Dataset excerpts
....

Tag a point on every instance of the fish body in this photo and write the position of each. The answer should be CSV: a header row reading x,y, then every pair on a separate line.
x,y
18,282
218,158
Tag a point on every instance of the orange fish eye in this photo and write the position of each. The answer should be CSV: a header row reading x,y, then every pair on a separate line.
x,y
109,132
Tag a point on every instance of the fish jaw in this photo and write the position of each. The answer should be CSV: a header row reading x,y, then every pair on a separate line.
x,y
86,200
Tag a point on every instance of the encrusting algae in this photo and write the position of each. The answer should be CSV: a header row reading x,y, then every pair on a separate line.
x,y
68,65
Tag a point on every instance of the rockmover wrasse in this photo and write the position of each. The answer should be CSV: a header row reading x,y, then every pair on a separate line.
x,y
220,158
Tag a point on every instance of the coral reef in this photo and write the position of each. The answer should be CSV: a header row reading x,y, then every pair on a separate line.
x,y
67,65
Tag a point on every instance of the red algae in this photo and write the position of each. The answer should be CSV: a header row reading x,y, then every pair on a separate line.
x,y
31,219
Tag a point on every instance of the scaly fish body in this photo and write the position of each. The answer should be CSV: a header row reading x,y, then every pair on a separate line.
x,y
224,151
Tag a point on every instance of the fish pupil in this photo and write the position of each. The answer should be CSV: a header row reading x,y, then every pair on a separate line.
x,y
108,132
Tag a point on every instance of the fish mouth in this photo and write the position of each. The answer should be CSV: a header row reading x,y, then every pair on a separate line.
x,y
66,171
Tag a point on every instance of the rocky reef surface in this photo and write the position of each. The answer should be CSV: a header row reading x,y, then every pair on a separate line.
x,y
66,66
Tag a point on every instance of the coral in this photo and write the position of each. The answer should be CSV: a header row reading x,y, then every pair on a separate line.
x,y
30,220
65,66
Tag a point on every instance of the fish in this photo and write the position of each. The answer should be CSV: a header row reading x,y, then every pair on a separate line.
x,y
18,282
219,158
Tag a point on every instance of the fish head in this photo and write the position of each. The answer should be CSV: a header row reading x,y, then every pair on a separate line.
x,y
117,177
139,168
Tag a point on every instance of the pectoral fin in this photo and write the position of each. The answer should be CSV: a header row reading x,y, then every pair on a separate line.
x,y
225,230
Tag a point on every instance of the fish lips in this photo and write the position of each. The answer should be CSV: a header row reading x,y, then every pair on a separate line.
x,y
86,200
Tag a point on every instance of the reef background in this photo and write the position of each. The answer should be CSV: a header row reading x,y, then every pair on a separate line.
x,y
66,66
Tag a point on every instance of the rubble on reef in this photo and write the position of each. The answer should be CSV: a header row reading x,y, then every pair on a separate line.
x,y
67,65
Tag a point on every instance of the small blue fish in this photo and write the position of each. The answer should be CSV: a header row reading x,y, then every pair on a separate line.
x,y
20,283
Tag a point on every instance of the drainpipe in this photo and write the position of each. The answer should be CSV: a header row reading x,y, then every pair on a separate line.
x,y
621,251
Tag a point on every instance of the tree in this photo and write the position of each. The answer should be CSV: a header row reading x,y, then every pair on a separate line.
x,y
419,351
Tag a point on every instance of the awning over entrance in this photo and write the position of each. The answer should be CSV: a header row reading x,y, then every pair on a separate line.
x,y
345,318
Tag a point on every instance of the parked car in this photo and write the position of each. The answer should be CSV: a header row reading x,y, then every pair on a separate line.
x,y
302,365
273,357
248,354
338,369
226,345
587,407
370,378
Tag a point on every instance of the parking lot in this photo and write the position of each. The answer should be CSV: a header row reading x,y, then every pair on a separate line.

....

### TRY IT
Print out every record, character for character.

### EXERCISE RESPONSE
Tag a point on every instance of the fish body in this photo and write the position of each. The answer should be CSV: a header row reading x,y, then every pair on a separate line.
x,y
18,282
218,158
Tag a point on every instance of the orange fish eye in this photo and write the position of each. The answer should be CSV: a header row reading x,y, then every pair on a separate line.
x,y
109,132
Tag a point on every instance of the fish jaw in this photo and write the position of each. The answer should be CSV: a header row reading x,y, then every pair on a separate line.
x,y
86,200
Tag a point on every instance of the encrusting algae in this photo and write the position of each. The answer should be CSV: a header row reading x,y, then every pair on a separate line.
x,y
68,65
Tag a point on every instance of the rockmover wrasse in this photo and write the position of each. The answer should be CSV: a header row reading x,y, then every pair on a separate line.
x,y
220,158
Tag a point on every instance of the coral reef in this photo and write the position of each. The answer should be CSV: a header row reading x,y, then every pair on a separate line.
x,y
67,65
Tag a point on every instance of the red algae in this photo and write the position of each. The answer should be CSV: a header row reading x,y, then every pair on a separate line.
x,y
31,219
Tag a point on every instance of the scaly fish body in this photo and write the position of each. The answer should be CSV: a header row reading x,y, then every pair on a separate line.
x,y
224,151
Tag a point on every instance of the fish pupil in this photo and write the position of each. The answer should be CSV: a header row reading x,y, then every pair on a separate line.
x,y
108,132
Tag a point on every instance of the fish mouth in this photo and write the position of each. The answer should be CSV: a header row reading x,y, then every pair on a separate line.
x,y
66,171
Tag a point on every instance of the rocky reef surface in this photo and write the position of each. The answer should be CSV: a header row reading x,y, then every pair on a separate line.
x,y
66,66
Tag a point on every instance of the coral in this photo and write the position of each. The answer should be CSV: a header row reading x,y, then every pair on a separate line.
x,y
30,220
65,66
Tag a point on every instance of the fish in this photo and write the position of each. The answer should be CSV: a header row reading x,y, then every pair on a separate line.
x,y
18,282
219,158
Tag a point on every instance of the fish head in this photo and write the position of each. The answer should be CSV: a header row reading x,y, then every pair on a separate line.
x,y
117,177
139,168
Tag a point on every instance of the pectoral fin in this photo and write the position of each. The answer should be CSV: a header row reading x,y, then every pair on a separate line.
x,y
225,230
Tag a point on every instance of the fish lips in this photo and write the position of each. The answer should be CSV: a header row reading x,y, then every pair on a separate line.
x,y
86,200
Tag a point on every instance of the reef background in this photo and write the position of each. The answer should be CSV: a header row reading x,y, then every pair on a separate line.
x,y
66,66
Tag a point on every instance of the rubble on reef in this photo and write the position of each. The answer should be CSV: a header row reading x,y, then every pair on a separate line.
x,y
67,65
Tag a point on every instance of the small blue fish in this photo and write the position of each. The answer should be CSV: a header row reading x,y, then every pair on a separate line.
x,y
20,283
Tag a point on every instance of the drainpipe in this photo and write the position of each. The answer should be CSV: a header row reading x,y, then every pair on a separate line.
x,y
621,251
Tag a point on every instance of the tree in this photo and write the position of each. The answer should be CSV: a header row reading x,y, then every pair on a separate line.
x,y
419,351
Tag a point on every instance of the awning over entrance in this photo and write the position of each. The answer should be CSV: a header row reading x,y, then every pair on a separate line.
x,y
345,318
Tag a point on every instance of the parked car in this photo and write the position of each. The answer should be CSV: a header row reading x,y, then every pair on a separate line.
x,y
302,365
273,357
248,354
338,369
226,345
587,407
370,378
Tag a point on every instance of the parking lot in this photo and write the position of each. The answer should be CSV: a header row reading x,y, then every pair on a separate line.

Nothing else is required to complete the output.